▶ _Data excerpts_:

%%

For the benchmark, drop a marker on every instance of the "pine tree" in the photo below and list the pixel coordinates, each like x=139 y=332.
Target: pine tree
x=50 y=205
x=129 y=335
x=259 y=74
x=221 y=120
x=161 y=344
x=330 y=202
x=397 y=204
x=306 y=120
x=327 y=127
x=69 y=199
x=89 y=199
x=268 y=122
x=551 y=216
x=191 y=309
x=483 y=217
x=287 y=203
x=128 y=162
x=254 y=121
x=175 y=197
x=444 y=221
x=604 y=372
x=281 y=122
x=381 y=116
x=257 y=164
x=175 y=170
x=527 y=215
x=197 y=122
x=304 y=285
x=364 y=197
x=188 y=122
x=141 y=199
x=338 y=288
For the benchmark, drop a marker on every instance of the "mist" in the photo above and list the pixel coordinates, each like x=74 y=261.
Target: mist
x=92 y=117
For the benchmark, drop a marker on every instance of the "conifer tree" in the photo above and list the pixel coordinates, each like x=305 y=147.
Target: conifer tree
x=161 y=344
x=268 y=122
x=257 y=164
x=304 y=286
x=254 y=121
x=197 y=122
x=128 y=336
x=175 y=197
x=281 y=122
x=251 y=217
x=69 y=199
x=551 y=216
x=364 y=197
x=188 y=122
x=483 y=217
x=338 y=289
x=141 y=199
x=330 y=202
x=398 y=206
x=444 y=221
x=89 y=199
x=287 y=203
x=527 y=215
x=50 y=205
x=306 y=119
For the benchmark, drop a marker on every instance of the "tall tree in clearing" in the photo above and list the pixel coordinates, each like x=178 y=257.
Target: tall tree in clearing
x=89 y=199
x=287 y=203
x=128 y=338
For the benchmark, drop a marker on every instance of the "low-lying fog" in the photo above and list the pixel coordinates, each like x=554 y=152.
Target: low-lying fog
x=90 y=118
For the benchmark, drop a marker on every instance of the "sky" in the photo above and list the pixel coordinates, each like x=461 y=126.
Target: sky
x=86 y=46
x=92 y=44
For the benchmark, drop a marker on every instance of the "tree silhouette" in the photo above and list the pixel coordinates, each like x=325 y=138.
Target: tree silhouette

%%

▶ _What is needed_:
Starting at the line that contains "like x=325 y=138." and ending at the last line of the items, swap "silhouette" for "outline". Give back only those lines, with everything else left as it is.

▶ _Result for this task_:
For the benchmark, drop a marker on every instance of the "tree outline" in the photo above and list the pixel coordinates, each like x=325 y=138.
Target: tree outline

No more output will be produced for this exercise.